Extract to read:
He says I can't afford my life which is probably true. The house is in my name which feels like a millstone as it means I couldn't get housing benefit were I to leave. He's stated that he'd burn the place down if I was to try and get him to go. I really think he just wants to drive me into committing suicide when convenient for him; I feel like I should just cancel the policy but invariably it'd be the dc that would suffer.
I think I need help to build my confidence/ develop a sense of self worth, no idea how to go about that whilst i'm being tortured with sleep deprivation though.
Have you thought about contacting Women's Aid ?
You can't go on living like this, and it's not a happy environment for your children either. You deserve so much better.
And you're not pathetic. You're tired, worn out, confused, abused, all those things and more. But you're not pathetic.
Have you phoned Women's Aid to discuss your options?
Calling yourself pathetic, a dog, etc does yoy no good. Call yourself a woman in a tight spot, but capable of taking action, and see where that takes you.
Speaking as one who was once where you were.
Women's aid, please. He's very abusive. You need some proper advice.
Thank you for replying I know he's abusive deep down. He often makes me say that he's being reasonable when he's going off on one. "Is it unreasonable for me to.." It's hard to have perspective when you're declaring yourself pointless on a regular basis.
The DC just seem immune to it all which speaks volumes really.
I'm so sorry you are living like this.
Step 1 for you is realising you don't have to. And furthermore that you and your children are in actual danger.
How educated are you about abusive men?
They follow very similar patterns and you could do with cluing yourself up pronto on the danger you are in.
Lundy Bancroft Why Does He Do That? is the best start but DO NOT LET HIM SEE IT.
Just do one thing today that moves you in the right direction. We'll hold your hand.

What to do:
1 – State only the number of lines in the rows below that contain the word "jacket".
2 – Write what comes next in the forum thread above about an abusive partner, starting after its final post.

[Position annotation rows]
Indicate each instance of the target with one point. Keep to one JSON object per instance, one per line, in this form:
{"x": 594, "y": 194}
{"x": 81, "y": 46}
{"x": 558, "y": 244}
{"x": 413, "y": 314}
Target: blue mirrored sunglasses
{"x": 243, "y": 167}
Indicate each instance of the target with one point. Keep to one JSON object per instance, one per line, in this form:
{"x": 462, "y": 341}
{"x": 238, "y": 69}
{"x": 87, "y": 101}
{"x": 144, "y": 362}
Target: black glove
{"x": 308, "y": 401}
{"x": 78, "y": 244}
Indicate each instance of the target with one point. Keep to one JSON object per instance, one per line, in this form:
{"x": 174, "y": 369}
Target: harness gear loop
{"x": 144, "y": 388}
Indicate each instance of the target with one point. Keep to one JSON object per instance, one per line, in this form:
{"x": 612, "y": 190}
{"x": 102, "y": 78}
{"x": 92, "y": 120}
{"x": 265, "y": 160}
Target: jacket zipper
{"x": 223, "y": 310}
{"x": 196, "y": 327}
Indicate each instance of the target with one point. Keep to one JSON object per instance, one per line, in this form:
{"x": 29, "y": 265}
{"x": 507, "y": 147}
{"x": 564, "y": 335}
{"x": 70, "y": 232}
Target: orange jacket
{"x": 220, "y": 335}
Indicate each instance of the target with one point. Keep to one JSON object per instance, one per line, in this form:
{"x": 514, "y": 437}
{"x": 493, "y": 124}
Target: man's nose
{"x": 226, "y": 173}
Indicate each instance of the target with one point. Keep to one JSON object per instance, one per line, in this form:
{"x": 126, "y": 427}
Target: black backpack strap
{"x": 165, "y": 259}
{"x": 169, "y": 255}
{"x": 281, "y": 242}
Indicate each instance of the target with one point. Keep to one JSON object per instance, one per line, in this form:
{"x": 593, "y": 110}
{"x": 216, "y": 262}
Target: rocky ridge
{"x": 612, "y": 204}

Outputs in order:
1 – 2

2 –
Just to be clear, if you can start to believe that you are living with a dangerous criminal (because he is) rather than a loving husband and father, you may be able to start exploring your options. Which of course the brilliant women's aid will help you with.
Sleep deprivation is a well known form of psychological torture.
Are you married to this violent and oppresssive tyrant? Regardless, as the house is in your name there's no reason why you and your dc should be uprooted when occupation and non-molestation orders will serve to keep out of your home and away. from you and your dc.
As for his threat to 'burn the place down', that's par for the course as he's no different to countless other physically abusive and controlling men who attempt to subjugate women by intimidation and threats of violence.
In all probability, he'll change his tune once this particular threat is made known to the police and other agencies.as his control of you can only flourish in secrecy and once you start speaking out you'll reclaim your power and may find that you have the whiphand over him.
Please don't fear that you'll have to face him alone as court orders can be served on him and the police can be present when he collects his belongings, or they can be packed ready for collecion/delivery to his new address. Do you have supportive friends/family members who'll rally to your cause?
You can't continue living like this and I dread to think of the effect it has had, and is having, on your dc.
Find your nearest Women's AId service here and make contact with them as a matter of urgency: www.womensaid.org.uk/information-support/
Your not pathetic your raiding three kids. That's not easy.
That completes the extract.